STATED TASK | Reproduce all the records below, substituting "job" for every "assignment" and leaving everything else unchanged.

»»

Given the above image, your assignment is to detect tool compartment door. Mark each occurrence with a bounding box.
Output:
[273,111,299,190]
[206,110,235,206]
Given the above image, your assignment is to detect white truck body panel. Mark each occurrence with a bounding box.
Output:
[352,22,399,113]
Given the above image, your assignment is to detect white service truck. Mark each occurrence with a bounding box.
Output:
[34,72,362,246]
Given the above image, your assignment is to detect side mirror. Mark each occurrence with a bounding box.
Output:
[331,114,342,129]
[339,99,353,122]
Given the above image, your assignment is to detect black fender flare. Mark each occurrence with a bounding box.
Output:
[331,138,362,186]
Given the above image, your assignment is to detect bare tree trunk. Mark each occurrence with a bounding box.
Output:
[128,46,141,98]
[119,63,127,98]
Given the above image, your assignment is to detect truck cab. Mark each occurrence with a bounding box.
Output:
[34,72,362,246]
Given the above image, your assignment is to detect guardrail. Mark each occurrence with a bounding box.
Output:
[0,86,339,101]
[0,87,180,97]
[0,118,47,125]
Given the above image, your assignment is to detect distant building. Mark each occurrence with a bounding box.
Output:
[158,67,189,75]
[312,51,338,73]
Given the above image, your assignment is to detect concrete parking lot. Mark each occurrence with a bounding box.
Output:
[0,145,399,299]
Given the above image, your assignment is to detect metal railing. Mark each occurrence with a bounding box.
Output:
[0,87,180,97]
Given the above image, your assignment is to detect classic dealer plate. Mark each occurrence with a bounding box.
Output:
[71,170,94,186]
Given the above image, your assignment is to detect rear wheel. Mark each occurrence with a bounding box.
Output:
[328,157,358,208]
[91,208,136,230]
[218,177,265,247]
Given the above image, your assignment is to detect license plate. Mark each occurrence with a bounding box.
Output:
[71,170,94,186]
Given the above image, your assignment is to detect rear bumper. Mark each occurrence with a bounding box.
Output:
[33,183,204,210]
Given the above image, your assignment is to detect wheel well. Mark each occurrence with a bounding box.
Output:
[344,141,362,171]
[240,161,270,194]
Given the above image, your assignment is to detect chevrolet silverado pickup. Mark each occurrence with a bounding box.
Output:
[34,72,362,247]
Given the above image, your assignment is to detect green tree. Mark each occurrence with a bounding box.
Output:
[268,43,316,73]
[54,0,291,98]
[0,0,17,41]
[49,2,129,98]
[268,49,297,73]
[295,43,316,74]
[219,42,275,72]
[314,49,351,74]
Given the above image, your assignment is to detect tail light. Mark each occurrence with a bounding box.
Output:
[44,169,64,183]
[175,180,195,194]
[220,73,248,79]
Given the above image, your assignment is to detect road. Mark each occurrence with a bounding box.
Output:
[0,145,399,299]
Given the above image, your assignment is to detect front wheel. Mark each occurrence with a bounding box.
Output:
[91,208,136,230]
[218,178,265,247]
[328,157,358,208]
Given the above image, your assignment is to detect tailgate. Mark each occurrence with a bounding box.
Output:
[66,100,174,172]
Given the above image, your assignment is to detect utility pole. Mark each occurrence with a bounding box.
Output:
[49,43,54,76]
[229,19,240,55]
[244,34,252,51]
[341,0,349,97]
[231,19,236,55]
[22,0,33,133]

««

WRITTEN RESPONSE |
Given the above image, your job is to detect tool compartment door. Mark each occurrence with a bounding box.
Output:
[273,111,299,190]
[206,110,235,206]
Given the above image, your job is to detect white truck body panel. Mark each occurrence with a bounding box.
Output:
[352,22,399,113]
Given the above image, your job is to detect white service truck. Mark each occurrence with a bounding box.
Output:
[34,72,362,246]
Given the above image, your job is to detect side mirror. Mark each occurrence with a bounding box.
Output:
[331,114,342,129]
[339,99,353,122]
Given the above image, your job is to detect black fender flare. Mark each occurrence with a bounding box.
Output:
[331,138,362,186]
Given the above image, your job is to detect bare tree trunk. Mark each occurrence with a bounding box.
Output:
[128,46,141,98]
[119,63,127,98]
Given the above image, your job is to detect truck cab. Mark each occurrence with a bounding box.
Output:
[34,72,362,246]
Given the above image, your job is to detect guardrail. Mark each occurrence with a bounding box.
Output:
[0,86,339,101]
[0,87,180,97]
[0,118,47,125]
Given the above image, your job is to detect distant building. Mark each occurrence with a bounding box.
Output:
[158,67,189,75]
[312,51,338,73]
Given the above image, your job is to detect concrete parking lot. Mark each occurrence with a bounding box.
Output:
[0,145,399,299]
Given the above image, your job is to detect metal railing. Mark each occurrence with a bounding box.
Output:
[0,87,180,97]
Given the above image, your job is to detect classic dealer plate. Mark each occurrence with a bounding box.
Output:
[71,170,94,186]
Given the above image, your job is to detect rear wheel. Mark each occurrence with a bounding box.
Output:
[328,157,358,208]
[91,208,136,230]
[218,177,265,247]
Given the above image, your job is to detect license plate. Mark each occurrence with a bounding box.
Output:
[71,170,94,186]
Given the above image, your job is to detect rear bumper. Mark each occurrence with a bounding box.
Output:
[33,183,204,210]
Given the above image, your job is to detect wheel well. Mark each occurrence with a bounding box.
Output:
[344,141,362,171]
[240,161,270,194]
Given the above image, your job is to detect chevrolet silverado pickup. Mark each occurrence with a bounding box.
Output:
[34,72,362,247]
Given the above image, your job is to detect green tree. Mark each occurrence with a bounding box.
Output:
[268,43,316,73]
[54,0,291,98]
[0,0,17,41]
[49,2,129,98]
[268,49,297,73]
[295,43,316,74]
[219,42,275,72]
[314,49,351,74]
Given the above image, your job is to detect tail light. Mark each occurrence with a bounding box.
Output:
[44,169,64,183]
[175,180,195,194]
[220,73,248,79]
Given the above image, your job is to detect road. Mark each occurrence with a bounding box.
Output:
[0,145,399,299]
Given the above image, your job is to detect front wheel. Mark each occurrence with a bounding box.
Output:
[91,208,136,230]
[218,178,265,247]
[328,157,358,208]
Given the above image, your job is to detect tailgate. Mark each occurrence with a bounding box.
Output:
[66,100,174,172]
Given the above image, your job is to detect utility pole. Mark each occurrence with a bounding box.
Output:
[49,43,54,76]
[229,19,240,55]
[244,34,252,51]
[341,0,349,97]
[231,19,236,55]
[22,0,33,133]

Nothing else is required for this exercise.